▸ **EXPLORE THE MATERIAL**:
A - Using the PDF-parsing notebook, say whether each statement agrees with it: (i) Marker offers a native way to get tables as CSV or DataFrame; (ii) the IFrames path has to be relative to the current HTML page; (iii) the camelot_tables function returns the tables' DataFrames. Answer yes or no for each and quote the deciding words.
B - According to the PDF-parsing notebook, how well does Marker work with the base config?

▸ **STUDY TEXT**:
-------

ROOT_PATH = Path(".").absolute().parent
DATA_PATH = ROOT_PATH / "data"
OUTPUT_PATH = DATA_PATH / "outputs"
NOTEBOOKS_PATH = ROOT_PATH / "pdf_parsing"
EXAMPLES_PATH = DATA_PATH / "examples"

In [None]:
import logging
import torch
import transformers
from IPython.display import IFrame, Markdown
from pdf_parsing.logging_utils import set_loggers_if_needed
import docling
import camelot
import marker

logger = logging.getLogger(__name__)
set_loggers_if_needed(
    [
        transformers.__name__,
        logger.name,
        torch.__name__,
        docling.__name__,
        camelot.__name__,
        marker.__name__,
    ]
)

In [None]:
SAMPLE_ARTICLE = "sample_article.pdf"
SAMPLE_INVOICE = "sample_invoice.pdf"
SAMPLE_SCANNED_TABLE = "sample_scanned_table.pdf"

ARTICLE_PATH = EXAMPLES_PATH / SAMPLE_ARTICLE
INVOICE_PATH = EXAMPLES_PATH / SAMPLE_INVOICE
SCANNED_TABLE_PATH = EXAMPLES_PATH / SAMPLE_SCANNED_TABLE

# IFrames path must be relative to the current HTML page, which is this doc
REL_EXAMPLES_PATH = Path("..", "data", "examples")

## [Camelot](https://camelot-py.readthedocs.io/en/master/)

In [None]:
import pandas as pd


def camelot_tables(pdf_path: Path) -> list[pd.DataFrame]:
    tables = camelot.read_pdf(pdf_path)
    return [t.df for t in tables]

## [MarkerPDF](https://github.com/datalab-to/marker)

Marker works very well with the base config.

We can easily export documents as markdowns, however there's no native way to get CSV or Dataframe for tables, we hence parse the markdown document.

In [None]:
import re

from typing import Any
from marker.output import text_from_rendered
from marker.models import create_model_dict
from marker.config.parser import ConfigParser
from marker.converters.pdf import PdfConverter

MD_HEADER_SEP_RE = re.compile(r"^\|[\s\-\|:]+\|$")

-------

▸ **GIVEN DATA**:
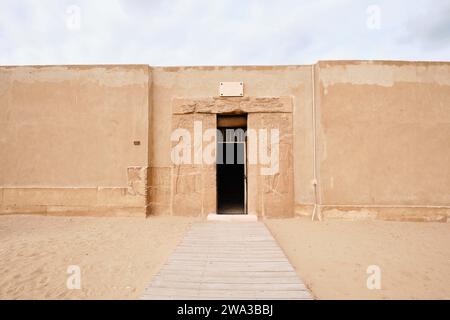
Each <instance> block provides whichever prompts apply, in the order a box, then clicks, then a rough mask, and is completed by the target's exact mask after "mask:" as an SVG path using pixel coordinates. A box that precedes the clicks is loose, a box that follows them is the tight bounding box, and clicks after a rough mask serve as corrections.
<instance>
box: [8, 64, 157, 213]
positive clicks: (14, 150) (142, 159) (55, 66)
mask: <svg viewBox="0 0 450 320" xmlns="http://www.w3.org/2000/svg"><path fill="white" fill-rule="evenodd" d="M149 78H150V76H149V67H148V66H46V67H1V68H0V150H1V152H0V195H1V196H0V212H3V213H5V212H6V213H9V212H40V213H62V214H70V213H77V214H81V213H83V214H108V215H109V214H117V215H122V214H123V215H130V214H131V215H136V214H138V215H144V214H145V209H146V183H147V182H146V181H147V167H148V158H149V148H148V144H149V139H148V136H149V126H148V123H149V116H150V113H149V100H151V99H149ZM135 141H139V143H138V145H136V144H135ZM136 143H137V142H136Z"/></svg>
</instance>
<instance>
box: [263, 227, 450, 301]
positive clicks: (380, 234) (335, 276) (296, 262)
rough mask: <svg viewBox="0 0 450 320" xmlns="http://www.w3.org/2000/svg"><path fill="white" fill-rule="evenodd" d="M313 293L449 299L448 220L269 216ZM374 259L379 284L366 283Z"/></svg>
mask: <svg viewBox="0 0 450 320" xmlns="http://www.w3.org/2000/svg"><path fill="white" fill-rule="evenodd" d="M266 225H267V226H268V227H269V229H270V230H271V232H272V234H273V235H274V236H275V238H276V239H277V241H278V243H279V244H280V245H281V247H282V249H283V250H284V252H285V253H286V255H287V256H288V258H289V260H290V261H291V263H292V264H293V265H294V267H295V269H296V270H297V272H298V274H299V275H300V277H301V278H302V279H303V281H304V282H305V284H306V285H307V286H308V287H309V288H310V289H311V290H312V292H313V294H314V295H315V297H316V298H318V299H450V223H420V222H419V223H417V222H416V223H414V222H388V221H326V222H311V221H310V219H306V218H297V219H284V220H278V219H276V220H268V221H266ZM369 265H378V266H379V267H380V271H381V289H380V290H377V289H374V290H369V289H367V284H366V283H367V278H368V277H369V274H367V268H368V266H369Z"/></svg>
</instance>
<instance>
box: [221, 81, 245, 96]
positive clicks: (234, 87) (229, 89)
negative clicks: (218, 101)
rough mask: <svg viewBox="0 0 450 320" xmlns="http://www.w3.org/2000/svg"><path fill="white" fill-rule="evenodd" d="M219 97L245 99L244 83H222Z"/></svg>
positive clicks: (231, 82)
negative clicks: (229, 97) (240, 97)
mask: <svg viewBox="0 0 450 320" xmlns="http://www.w3.org/2000/svg"><path fill="white" fill-rule="evenodd" d="M219 96H221V97H243V96H244V82H242V81H237V82H220V84H219Z"/></svg>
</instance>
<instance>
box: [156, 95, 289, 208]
mask: <svg viewBox="0 0 450 320" xmlns="http://www.w3.org/2000/svg"><path fill="white" fill-rule="evenodd" d="M172 113H173V115H172V130H175V129H177V128H182V129H187V130H188V131H189V132H190V134H191V136H192V137H193V136H194V121H201V122H202V130H203V132H204V131H205V130H207V129H215V128H216V126H217V124H216V121H217V117H216V115H217V114H222V113H225V114H233V113H241V114H242V113H243V114H245V113H247V114H248V122H247V128H248V129H254V130H256V131H257V132H258V130H259V129H266V130H270V129H275V128H277V129H278V130H279V132H280V144H279V159H278V160H277V161H279V163H278V167H279V171H278V172H277V173H275V174H274V175H269V176H265V175H262V174H261V170H260V169H261V167H262V166H264V165H258V164H249V165H248V176H247V182H248V187H247V188H248V197H247V199H248V200H247V203H248V212H249V214H257V215H258V216H266V217H281V216H293V214H294V208H293V207H294V184H293V159H292V140H293V129H292V101H291V97H263V98H253V97H246V98H215V97H214V98H213V97H208V98H203V99H202V98H196V99H185V98H176V99H174V100H173V104H172ZM177 143H178V142H177V141H173V142H171V144H172V147H174V146H175V145H176V144H177ZM191 143H192V144H191V146H190V148H191V154H194V144H193V142H192V141H191ZM203 143H204V144H203V147H205V144H206V143H205V142H203ZM269 151H270V150H269ZM170 181H171V182H170V203H169V204H168V206H167V207H168V208H170V209H169V211H170V212H171V213H172V214H175V215H189V216H204V215H207V214H209V213H213V212H216V206H217V205H216V198H217V195H216V190H217V189H216V165H215V164H205V163H202V164H194V163H192V164H174V165H173V166H172V168H171V169H170ZM152 185H153V184H152ZM150 188H151V189H152V188H155V189H156V190H158V189H160V188H161V186H152V187H150ZM163 198H165V199H167V198H166V197H163ZM154 200H156V199H150V202H151V203H152V202H155V201H154ZM156 202H158V201H156ZM158 205H161V203H159V204H158Z"/></svg>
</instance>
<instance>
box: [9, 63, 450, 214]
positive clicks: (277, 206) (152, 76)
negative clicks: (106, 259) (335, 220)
mask: <svg viewBox="0 0 450 320" xmlns="http://www.w3.org/2000/svg"><path fill="white" fill-rule="evenodd" d="M221 81H243V82H244V97H243V98H236V99H227V98H220V97H218V89H219V83H220V82H221ZM449 86H450V63H428V62H383V61H381V62H364V61H359V62H352V61H347V62H342V61H336V62H327V61H324V62H319V63H317V64H316V65H314V66H273V67H271V66H267V67H253V66H246V67H241V66H235V67H231V66H230V67H149V66H143V65H137V66H47V67H0V148H1V149H0V150H1V152H0V213H13V212H18V213H19V212H20V213H26V212H38V213H52V214H72V213H73V214H96V215H99V214H100V215H102V214H105V215H111V214H113V215H140V216H145V214H146V213H147V214H188V215H201V216H205V215H207V214H208V213H210V212H214V210H215V206H216V203H215V201H216V199H215V192H216V190H215V166H211V165H207V166H198V165H192V166H176V165H174V164H173V163H172V161H171V158H170V153H171V148H172V146H173V142H171V141H170V135H171V133H172V130H173V129H175V128H177V127H180V126H185V127H186V129H188V130H192V125H193V121H194V120H203V123H204V129H206V128H208V127H215V126H216V124H215V123H216V122H215V121H216V117H215V116H216V114H217V113H222V112H236V111H238V112H245V113H248V125H249V126H250V127H254V128H261V127H267V126H269V127H271V126H275V125H276V126H278V127H279V128H280V129H282V132H281V134H282V140H281V142H282V143H281V147H280V148H281V152H280V159H281V162H280V164H281V165H280V168H281V173H280V174H279V175H278V176H274V177H272V178H270V177H260V176H258V174H255V172H256V171H255V170H257V169H258V168H257V167H255V166H253V167H252V166H249V167H248V170H249V171H248V178H249V180H248V197H249V198H248V206H249V207H248V209H249V212H250V211H252V212H253V213H256V214H258V215H259V216H264V217H266V216H267V217H270V216H294V215H295V214H298V215H311V213H312V211H313V208H314V204H315V203H316V204H317V205H318V206H317V208H318V213H319V214H320V213H321V217H325V218H331V217H339V218H349V219H356V218H374V219H375V218H381V219H399V220H414V221H415V220H429V221H450V219H448V216H449V215H450V166H449V163H450V143H449V141H450V112H449V111H450V107H449V106H450V87H449ZM314 113H315V115H316V117H315V118H314V116H313V115H314ZM314 132H316V134H315V135H314ZM135 142H136V143H135ZM314 142H316V147H315V148H314ZM192 147H194V146H192ZM314 151H316V158H314ZM314 167H315V168H316V172H317V197H315V193H314V187H313V181H314ZM252 175H253V176H252ZM251 177H253V178H251ZM273 213H275V214H273Z"/></svg>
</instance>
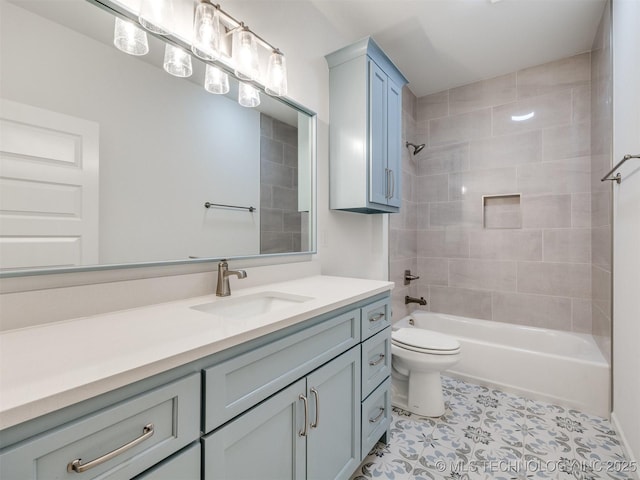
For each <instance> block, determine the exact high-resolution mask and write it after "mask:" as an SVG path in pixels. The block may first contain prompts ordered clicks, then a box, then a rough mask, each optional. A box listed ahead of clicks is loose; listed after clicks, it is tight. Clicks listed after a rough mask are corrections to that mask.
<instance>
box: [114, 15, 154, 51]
mask: <svg viewBox="0 0 640 480" xmlns="http://www.w3.org/2000/svg"><path fill="white" fill-rule="evenodd" d="M113 44H114V45H115V46H116V47H117V48H118V49H119V50H122V51H123V52H124V53H128V54H129V55H146V54H147V53H148V52H149V42H148V41H147V34H146V33H145V32H144V30H142V29H140V28H138V27H136V26H135V25H134V24H133V23H131V22H129V21H127V20H123V19H121V18H119V17H116V24H115V29H114V32H113Z"/></svg>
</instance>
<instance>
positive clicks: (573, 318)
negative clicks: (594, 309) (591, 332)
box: [571, 298, 593, 334]
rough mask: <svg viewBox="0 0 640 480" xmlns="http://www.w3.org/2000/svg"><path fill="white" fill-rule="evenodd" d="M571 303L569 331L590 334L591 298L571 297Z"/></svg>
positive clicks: (591, 315)
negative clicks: (571, 305)
mask: <svg viewBox="0 0 640 480" xmlns="http://www.w3.org/2000/svg"><path fill="white" fill-rule="evenodd" d="M571 305H572V308H571V331H572V332H578V333H588V334H591V331H592V330H593V322H592V319H591V317H592V315H591V300H589V299H584V298H572V299H571Z"/></svg>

-------

▸ **SOLVED TASKS**:
A -
(i) No: "there's no native way to get CSV or Dataframe for tables"
(ii) Yes: "IFrames path must be relative to the current HTML page"
(iii) Yes: "return [t.df for t in tables]"

B - Marker works very well with the base config.